**TEXT SECTION**.
________

The Curious Case of Plants in the Nighttime

Sometimes Babu says something that makes me angry.  It’s not anger at her, it’s anger with myself.  It’s anger when I should have been there to help her and I wasn’t.

This morning Babu wakes up, goes to the bathroom, comes out with a cheerful “dzien dobry!” and I get breakfast started as usual.  Then she begins to tell me a story.

“I had a very vivid…something…last night.”  She shakes her head and is quiet for a while.  I think I know what this is about, a dream, even when she then says, “Wait, it wasn’t a dream.  I had to get up and go to the bathroom.  I had to wash it off.”

I feel a niggling in my brain so I ask her.  “What happened?”

“It was in the bed,” she replies.

“What was?”

She is really struggling for an answer.  This is when I start to worry.  Did she have an accident and spend an hour huffing and puffing cleaning up the mess and she didn’t wake me up to help and I didn’t wake up on my own?  This is more concerning then it sounds.  Babu has had countless episodes which sometimes result in an ER visit because of her extreme anxiety around having these mistakes.

So I ask her:

“Did you go to the bathroom in your bed?”

“No…”

“What was in your bed?”

________

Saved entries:

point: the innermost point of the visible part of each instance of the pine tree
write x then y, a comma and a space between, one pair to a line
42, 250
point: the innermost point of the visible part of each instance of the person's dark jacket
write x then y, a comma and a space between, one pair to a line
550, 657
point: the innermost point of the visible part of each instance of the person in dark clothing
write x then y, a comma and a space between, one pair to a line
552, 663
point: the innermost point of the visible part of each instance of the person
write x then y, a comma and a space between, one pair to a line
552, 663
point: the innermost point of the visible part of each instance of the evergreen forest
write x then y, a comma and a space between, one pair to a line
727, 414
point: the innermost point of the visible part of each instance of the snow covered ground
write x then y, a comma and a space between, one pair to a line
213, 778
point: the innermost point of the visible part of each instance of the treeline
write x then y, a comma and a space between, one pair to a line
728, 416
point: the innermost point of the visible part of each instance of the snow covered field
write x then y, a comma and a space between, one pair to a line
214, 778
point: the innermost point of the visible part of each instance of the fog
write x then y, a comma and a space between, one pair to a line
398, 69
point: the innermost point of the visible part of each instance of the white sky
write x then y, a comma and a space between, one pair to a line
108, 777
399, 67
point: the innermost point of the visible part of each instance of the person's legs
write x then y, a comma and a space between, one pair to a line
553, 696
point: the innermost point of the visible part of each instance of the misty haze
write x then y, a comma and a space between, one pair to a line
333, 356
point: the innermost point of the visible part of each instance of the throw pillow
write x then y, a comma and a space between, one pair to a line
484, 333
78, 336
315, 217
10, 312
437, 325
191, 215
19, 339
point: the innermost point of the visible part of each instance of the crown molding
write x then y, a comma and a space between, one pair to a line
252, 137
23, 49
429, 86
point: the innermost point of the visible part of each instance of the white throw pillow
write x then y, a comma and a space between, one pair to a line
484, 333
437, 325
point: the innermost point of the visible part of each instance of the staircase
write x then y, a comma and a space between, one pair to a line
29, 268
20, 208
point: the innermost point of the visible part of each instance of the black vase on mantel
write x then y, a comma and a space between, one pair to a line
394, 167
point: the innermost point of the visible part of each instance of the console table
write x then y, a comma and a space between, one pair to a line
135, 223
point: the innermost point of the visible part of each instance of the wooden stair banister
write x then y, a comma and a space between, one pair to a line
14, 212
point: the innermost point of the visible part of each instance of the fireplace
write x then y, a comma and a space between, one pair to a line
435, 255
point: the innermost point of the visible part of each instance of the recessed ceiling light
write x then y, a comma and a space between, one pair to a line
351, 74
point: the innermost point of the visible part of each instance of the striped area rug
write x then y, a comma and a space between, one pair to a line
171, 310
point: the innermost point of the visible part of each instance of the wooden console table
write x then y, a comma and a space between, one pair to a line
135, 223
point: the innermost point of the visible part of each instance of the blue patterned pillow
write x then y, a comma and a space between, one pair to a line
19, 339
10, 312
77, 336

________

**EXERCISE OBJECTIVE**.
Please extend the story about Babu's night above, picking up after its last sentence.

**WRITTEN ANSWER**.
“It, it was in the bed.”

“What was?”

She really can’t find the words for it.

I’m giving her processing time but she really can’t find the words.

“Bugs?”  I ask.

“Did we ever have…” she begins to ask,  “Something that was overgrown or over cast?”

At this point I am totally lost.

“Plants?”  I ask.  “Did you think there were plants growing in your bed?”

She reluctantly came to an agreement.  She explained that it was something nicer, more like flowers.

“Well that doesn’t sound real, right Babu?  There isn’t anything growing in the house.  That was definitely a dream.”

“Well, no, I had to get up and go to the bathroom.”

“Yea, sometimes I have dreams that really stay with me but it wasn’t real.  There are no plants growing in the house.”

 

“It was wrapped around me,” she said,  “It hurt me.”

 

I sit with her for a while more using humor to try to shake her out of it and asking her why she didn’t wake me up, I could have helped her be not scared. But the fact is she didn’t, she almost never does, and because I didn’t wake up she spent part of the night alone and afraid and out of touch with reality.  My husband, when he sleeps on the same floor as her, wakes to every noise she makes.  I rarely do.  I’m so wracked with guilt.

I’m also telling her there are no plants growing in the house and I’m at the kitchen table that is covered in flowers.  Flowers she knows are from our own yard.

So now if I put flowers on the table I will scare my grandmother?

Just as I’m starting to really doubt everything she looks down at her breakfast and delightedly states:

“There’s so much food!” and begins to dig in.

Sometimes I really steer away from writing posts like these.  Being 99 in undignified.  I’m not looking to share her dirt or to expose my own mess ups as a caretaker but when I do share things like this, it is for two reasons.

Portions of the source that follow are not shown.